#### [Passage provided]
────────────────────────────────────────

The manual said to tighten the plug 1/2 turn, but it wasn’t very snug. I went back and snugged it up probably another 1/4 to 1/2 turn and that seems to have solved the problem at lest for now…. I wish they would provide a torque spec.


----------



## Dutchy491 (Sep 18, 2019)

Perfect time to shoot it…. Just kidding, but if it’s running why not run it for hours (off eco) with a good dose of carb cleaner, preferably with a medium load if it will take it. Might burn off any carbon or gunk…. Dutchy


----------



## ChrisKinlaw (Feb 7, 2021)

LOL, Well, she lost her prime spot in my garage to one of those red ones that I can depend on. I’m going to keep the Ryobi around for fun to tinker with and learn, and the Honda for reliable power. Who knows, maybe when the next hurricane blows, the old Ryobi might get a chance to prove it can make power too. As far as carb cleaner, would seafoam be okay? I’ve got some of that on hand I think.

────────────────────────────────────────

#### [Records supplied]

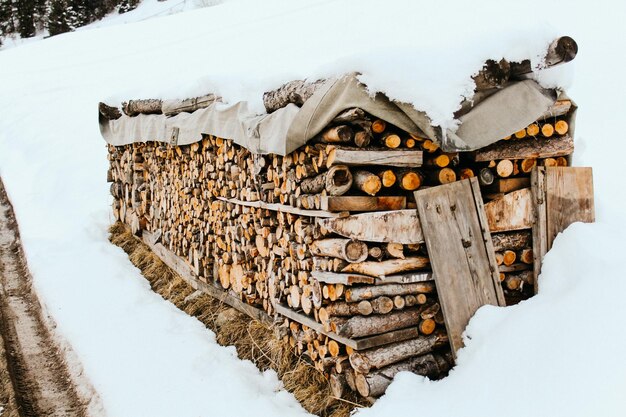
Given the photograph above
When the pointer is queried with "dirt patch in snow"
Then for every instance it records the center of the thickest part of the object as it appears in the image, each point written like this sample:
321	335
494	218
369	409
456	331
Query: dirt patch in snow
39	381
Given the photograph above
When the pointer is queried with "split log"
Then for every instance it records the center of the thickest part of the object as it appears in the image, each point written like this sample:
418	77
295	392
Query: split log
388	267
441	176
148	106
350	250
366	361
486	177
338	384
391	140
400	226
359	326
109	112
342	133
514	211
371	156
409	180
561	146
355	294
375	383
296	92
336	181
362	203
512	240
366	182
504	168
387	178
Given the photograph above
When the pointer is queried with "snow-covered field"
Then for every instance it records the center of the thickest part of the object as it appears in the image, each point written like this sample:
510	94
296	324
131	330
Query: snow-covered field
561	353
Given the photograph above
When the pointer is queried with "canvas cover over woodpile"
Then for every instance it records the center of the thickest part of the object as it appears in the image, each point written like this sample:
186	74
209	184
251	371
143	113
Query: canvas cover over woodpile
357	244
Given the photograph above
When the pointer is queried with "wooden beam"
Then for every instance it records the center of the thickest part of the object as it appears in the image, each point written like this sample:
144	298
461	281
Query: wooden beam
360	203
396	158
569	198
356	344
399	226
283	208
514	211
185	271
528	148
461	252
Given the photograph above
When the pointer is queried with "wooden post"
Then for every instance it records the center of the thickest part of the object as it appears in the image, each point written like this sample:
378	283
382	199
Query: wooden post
461	252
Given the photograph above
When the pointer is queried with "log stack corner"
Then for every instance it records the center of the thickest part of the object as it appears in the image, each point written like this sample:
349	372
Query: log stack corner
326	242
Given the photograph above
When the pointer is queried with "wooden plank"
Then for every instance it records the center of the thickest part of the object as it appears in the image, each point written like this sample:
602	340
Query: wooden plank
339	278
400	226
559	108
511	212
283	208
357	344
351	279
540	240
529	148
506	185
458	243
488	244
569	198
396	158
185	271
361	203
514	267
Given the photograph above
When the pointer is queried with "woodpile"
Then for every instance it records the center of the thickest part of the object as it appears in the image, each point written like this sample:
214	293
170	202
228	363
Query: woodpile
327	238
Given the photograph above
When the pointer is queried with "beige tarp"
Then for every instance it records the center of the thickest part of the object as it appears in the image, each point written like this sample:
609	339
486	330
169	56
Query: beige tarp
507	110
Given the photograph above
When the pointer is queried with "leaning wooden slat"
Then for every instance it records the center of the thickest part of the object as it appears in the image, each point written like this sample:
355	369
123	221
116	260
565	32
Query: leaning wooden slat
522	149
461	252
514	211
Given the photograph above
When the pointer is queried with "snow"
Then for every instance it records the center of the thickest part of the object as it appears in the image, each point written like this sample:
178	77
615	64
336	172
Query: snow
560	353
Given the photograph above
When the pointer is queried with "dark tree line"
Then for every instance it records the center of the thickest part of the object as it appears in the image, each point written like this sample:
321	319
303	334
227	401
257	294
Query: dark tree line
27	17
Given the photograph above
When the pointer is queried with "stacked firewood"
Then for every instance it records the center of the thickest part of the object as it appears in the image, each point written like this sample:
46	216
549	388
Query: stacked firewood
250	224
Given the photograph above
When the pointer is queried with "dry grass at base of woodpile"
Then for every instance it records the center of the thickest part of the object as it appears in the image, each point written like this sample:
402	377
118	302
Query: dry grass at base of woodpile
253	340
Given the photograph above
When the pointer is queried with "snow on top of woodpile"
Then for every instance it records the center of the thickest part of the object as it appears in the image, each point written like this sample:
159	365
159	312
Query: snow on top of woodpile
418	52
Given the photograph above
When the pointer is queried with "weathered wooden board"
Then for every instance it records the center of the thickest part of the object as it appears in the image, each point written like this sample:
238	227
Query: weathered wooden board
511	212
559	108
357	344
540	241
185	271
400	226
396	158
569	198
351	279
361	203
283	208
562	196
506	185
521	149
461	252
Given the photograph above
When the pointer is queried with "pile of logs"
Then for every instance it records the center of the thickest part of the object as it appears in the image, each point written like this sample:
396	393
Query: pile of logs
283	233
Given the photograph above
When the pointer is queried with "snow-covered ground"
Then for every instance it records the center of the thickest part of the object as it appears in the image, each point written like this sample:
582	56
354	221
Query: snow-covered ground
561	353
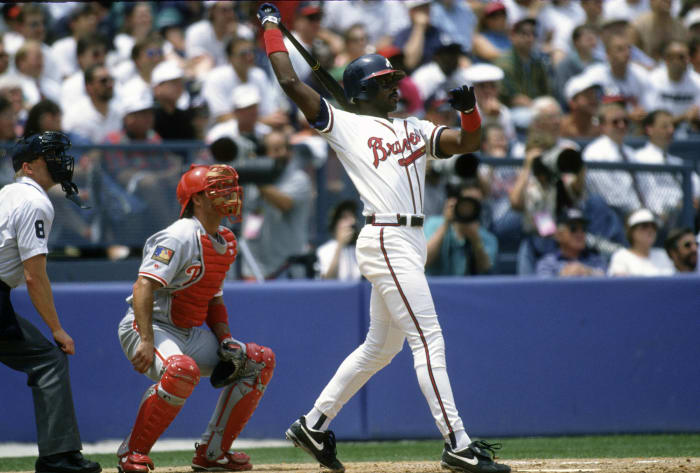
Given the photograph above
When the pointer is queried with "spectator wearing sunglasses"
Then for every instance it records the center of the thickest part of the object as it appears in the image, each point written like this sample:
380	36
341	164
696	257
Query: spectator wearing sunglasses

────────────────────────────────────────

#### [Goals]
- a) Answer these questions about the forum thread:
(i) How far does the manual say to tighten the plug?
(ii) What does Dutchy491 suggest running the engine with a good dose of?
(iii) Which machine does ChrisKinlaw keep for reliable power?
- b) Write out the part of the forum thread that begins at the words "Perfect time to" and stops after "(Feb 7, 2021)", substituting "fuel stabilizer" for "carb cleaner".

#### [Responses for each task]
- a)
(i) 1/2 turn
(ii) Carb cleaner
(iii) The Honda

- b)
Perfect time to shoot it…. Just kidding, but if it’s running why not run it for hours (off eco) with a good dose of fuel stabilizer, preferably with a medium load if it will take it. Might burn off any carbon or gunk…. Dutchy


----------



## ChrisKinlaw (Feb 7, 2021)